> [Task statement]
Beginning with the line below that contains "Target: dark night sky" and ending with the line that contains "lava streak, as", copy every line exactly. Copy nothing else.

Data for this exercise Block Start

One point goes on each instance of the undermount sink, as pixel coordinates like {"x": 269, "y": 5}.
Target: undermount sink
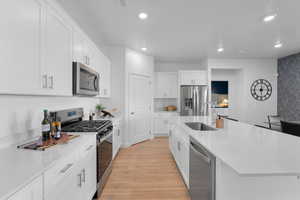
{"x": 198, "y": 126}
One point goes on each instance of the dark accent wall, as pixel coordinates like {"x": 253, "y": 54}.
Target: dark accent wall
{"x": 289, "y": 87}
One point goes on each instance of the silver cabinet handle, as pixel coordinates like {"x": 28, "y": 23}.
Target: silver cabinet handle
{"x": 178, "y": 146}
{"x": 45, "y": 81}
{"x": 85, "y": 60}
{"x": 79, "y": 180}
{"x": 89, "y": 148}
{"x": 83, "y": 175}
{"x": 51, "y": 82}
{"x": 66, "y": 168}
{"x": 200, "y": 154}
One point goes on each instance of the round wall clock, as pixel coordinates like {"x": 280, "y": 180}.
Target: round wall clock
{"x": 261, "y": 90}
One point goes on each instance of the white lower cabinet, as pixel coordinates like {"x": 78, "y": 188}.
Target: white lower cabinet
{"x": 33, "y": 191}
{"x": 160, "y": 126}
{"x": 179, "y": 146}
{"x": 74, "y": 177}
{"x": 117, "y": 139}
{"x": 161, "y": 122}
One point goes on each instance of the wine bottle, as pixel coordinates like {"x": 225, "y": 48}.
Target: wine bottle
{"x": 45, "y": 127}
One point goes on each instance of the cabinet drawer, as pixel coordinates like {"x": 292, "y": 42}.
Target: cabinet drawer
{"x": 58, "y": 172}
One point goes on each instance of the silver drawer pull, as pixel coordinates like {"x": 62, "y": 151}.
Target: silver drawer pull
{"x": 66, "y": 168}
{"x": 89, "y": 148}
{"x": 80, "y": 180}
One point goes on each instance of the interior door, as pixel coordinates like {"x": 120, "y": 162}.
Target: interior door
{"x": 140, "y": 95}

Data for this exercise Block End
Data for this exercise Block Start

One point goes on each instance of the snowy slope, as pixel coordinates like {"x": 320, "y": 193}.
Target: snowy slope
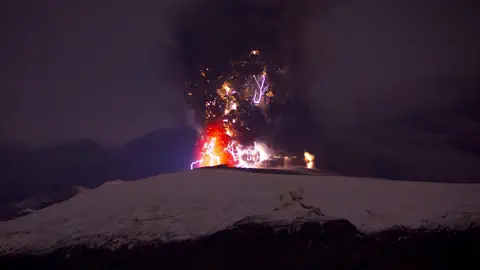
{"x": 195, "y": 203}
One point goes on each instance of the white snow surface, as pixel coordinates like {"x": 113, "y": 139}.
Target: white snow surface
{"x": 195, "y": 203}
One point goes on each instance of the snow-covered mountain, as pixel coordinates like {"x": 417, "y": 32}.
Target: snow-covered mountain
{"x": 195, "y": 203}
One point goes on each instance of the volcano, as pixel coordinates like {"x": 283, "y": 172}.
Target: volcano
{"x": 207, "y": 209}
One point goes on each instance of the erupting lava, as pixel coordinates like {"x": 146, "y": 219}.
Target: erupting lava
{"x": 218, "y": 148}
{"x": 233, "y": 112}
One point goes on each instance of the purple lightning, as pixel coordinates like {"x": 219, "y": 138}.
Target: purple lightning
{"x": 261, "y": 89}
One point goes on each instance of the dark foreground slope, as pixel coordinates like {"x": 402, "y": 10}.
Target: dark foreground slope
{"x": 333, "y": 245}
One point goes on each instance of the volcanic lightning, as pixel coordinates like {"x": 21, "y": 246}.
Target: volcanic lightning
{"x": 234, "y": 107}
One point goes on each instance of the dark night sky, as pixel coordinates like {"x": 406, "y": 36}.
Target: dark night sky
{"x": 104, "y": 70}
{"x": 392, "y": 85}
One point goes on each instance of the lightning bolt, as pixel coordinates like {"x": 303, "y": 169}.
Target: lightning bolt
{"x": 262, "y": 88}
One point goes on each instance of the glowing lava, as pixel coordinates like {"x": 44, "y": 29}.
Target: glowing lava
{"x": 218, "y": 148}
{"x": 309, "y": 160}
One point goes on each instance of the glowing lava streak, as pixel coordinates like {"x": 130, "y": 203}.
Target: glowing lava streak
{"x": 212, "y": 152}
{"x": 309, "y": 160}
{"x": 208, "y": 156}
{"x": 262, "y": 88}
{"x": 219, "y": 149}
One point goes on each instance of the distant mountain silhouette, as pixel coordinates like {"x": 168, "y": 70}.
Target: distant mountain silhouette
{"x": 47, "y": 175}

Data for this exercise Block End
Data for this exercise Block Start

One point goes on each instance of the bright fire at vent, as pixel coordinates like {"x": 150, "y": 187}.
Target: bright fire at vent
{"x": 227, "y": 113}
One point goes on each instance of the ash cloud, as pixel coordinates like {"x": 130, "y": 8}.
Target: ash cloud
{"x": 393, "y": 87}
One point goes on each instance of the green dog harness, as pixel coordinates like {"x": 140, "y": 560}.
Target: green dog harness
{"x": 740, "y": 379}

Data for this exercise Block End

> [Answer for this exercise]
Target: dark night sky
{"x": 104, "y": 70}
{"x": 392, "y": 85}
One point goes on each instance of the lightning bolt, as pixel coordinates like {"x": 303, "y": 169}.
Target: lightning bolt
{"x": 262, "y": 88}
One point goes on each instance of the glowing lava, as pixel coordinates like {"x": 44, "y": 29}.
Target: glowing lava
{"x": 218, "y": 148}
{"x": 309, "y": 160}
One point goes on each instance of the glowing lava streak, as pixel coordinates like {"x": 130, "y": 203}.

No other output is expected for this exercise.